• _Directive_
Below is the data. Give it again, complete and exact.

• _Given data_

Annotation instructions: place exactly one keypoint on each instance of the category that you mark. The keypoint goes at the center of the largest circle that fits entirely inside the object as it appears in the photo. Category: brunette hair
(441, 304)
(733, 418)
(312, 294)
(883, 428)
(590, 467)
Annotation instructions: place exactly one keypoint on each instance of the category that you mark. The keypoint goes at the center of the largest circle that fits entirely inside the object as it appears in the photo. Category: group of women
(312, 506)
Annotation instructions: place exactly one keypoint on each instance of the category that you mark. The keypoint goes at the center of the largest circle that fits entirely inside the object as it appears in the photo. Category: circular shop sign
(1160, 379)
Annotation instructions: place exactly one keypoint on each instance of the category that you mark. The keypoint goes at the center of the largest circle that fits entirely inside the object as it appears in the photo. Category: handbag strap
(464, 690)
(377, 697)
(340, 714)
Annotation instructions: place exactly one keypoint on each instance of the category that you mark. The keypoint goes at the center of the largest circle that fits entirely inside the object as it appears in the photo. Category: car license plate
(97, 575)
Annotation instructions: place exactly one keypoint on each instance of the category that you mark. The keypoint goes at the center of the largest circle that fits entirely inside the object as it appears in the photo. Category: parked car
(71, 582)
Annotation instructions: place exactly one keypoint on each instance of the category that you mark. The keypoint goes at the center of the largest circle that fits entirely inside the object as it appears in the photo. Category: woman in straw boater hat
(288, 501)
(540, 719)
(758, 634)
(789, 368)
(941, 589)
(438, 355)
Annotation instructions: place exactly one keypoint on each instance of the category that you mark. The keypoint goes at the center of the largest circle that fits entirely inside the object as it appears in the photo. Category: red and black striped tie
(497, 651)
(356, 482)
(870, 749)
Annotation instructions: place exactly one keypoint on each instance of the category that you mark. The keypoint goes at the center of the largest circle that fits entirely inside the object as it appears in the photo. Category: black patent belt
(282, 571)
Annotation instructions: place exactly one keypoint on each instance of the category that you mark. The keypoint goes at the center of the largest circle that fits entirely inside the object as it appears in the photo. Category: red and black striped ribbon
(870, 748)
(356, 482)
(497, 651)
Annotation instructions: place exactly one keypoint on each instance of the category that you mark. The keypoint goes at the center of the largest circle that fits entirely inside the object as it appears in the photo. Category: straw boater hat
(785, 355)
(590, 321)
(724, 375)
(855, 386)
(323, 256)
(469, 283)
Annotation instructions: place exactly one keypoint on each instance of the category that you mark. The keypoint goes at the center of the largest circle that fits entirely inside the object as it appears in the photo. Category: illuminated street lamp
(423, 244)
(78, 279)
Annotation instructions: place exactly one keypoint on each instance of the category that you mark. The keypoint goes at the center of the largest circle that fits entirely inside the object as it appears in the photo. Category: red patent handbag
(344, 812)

• _Complete response_
Annotation instructions: place exactly one keypoint on each instance of the category that you mark. The keypoint goes at the center of the largest circle that fits entirely inside the object as it appears in the photo. Category: brunette hair
(441, 304)
(733, 418)
(312, 294)
(883, 428)
(590, 467)
Annotation instructions: place exactly one keypoint on each instance of the category that you mark. The keypoint goes at the center of the largest circle that fits entirely inside the object as it appears in the photo. Category: group of women
(312, 506)
Annotation instructions: place exactly one keypoint on each instance of the category that you mark. The keypoint goes at the center of the largest circle that fits entirely inside the object as it appears in the photo. Category: circular shop sign
(1160, 379)
Annotation instructions: place exactly one keypoint on each instance of the category that you mark. The keypoint goes at the center of the largest circle that fits entirely inside the object as it appears in the photo. Category: handbag strap
(464, 690)
(377, 697)
(340, 714)
Annotation instructions: place exactly one keypoint on each instance of the category that you mark. The keypoint goes at the center of the largest circle that fits entirely inside the object as it appears in the photo. Category: car license plate
(97, 575)
Annotation instructions: place exactly one keypoint on each instance of the category that you mark. The keypoint goes at the center of the largest circle that fits entirely inside the object as it appears in the photo. Category: parked car
(71, 582)
Annotation instructions: place exactly one keypoint on each instance of the category that you mark. The keypoint goes at the center of the largest circle that fits entirely inside the object as it appears in the photo. Category: woman in straw boater hat
(288, 501)
(540, 719)
(758, 634)
(789, 368)
(941, 589)
(438, 355)
Annotation instructions: place exactly one keypoint on each instance of the category that you mark. The keypoint goes at the center of the largest circle that fits entirely inside the object as it appears in the photo. Category: red and black striped tie
(497, 651)
(356, 482)
(870, 749)
Annotation instructions: place exactly one keypoint on each instance of the category that you mark. The keypoint goes at the center of the largest circle that fits entirely inside the object as it appears in the photo. Category: black patent belt
(282, 571)
Annotation instructions: place exactly one keypoint on each instance of the category that you mark. The keypoint goes at the center of the largest circle that fits entirely inside the object as it appears in the photo. Category: red and black striped ribbon
(870, 748)
(356, 482)
(497, 651)
Annotation instructions: place exactly one keypoint on each instance of the category that you mark. The keypoint goes at the center of the largest circle that fits entirely inside the object as it appears in the photo. Category: straw boater hat
(785, 355)
(590, 321)
(724, 375)
(855, 386)
(323, 256)
(469, 283)
Annotation instructions: place exactly one keypoint on each instance of the category that you mark. The keypoint goes at the center of the largest circle that fits entirely inside the object as it appears in the photo. Category: illuminated street lamp
(423, 244)
(78, 279)
Annotation instructions: place exactly one keypoint on each instance of the category that you mark. The keypoint goes at the center of the largest circle that fits entirely inside the object as it appears in the photo. Category: red patent handbag
(344, 812)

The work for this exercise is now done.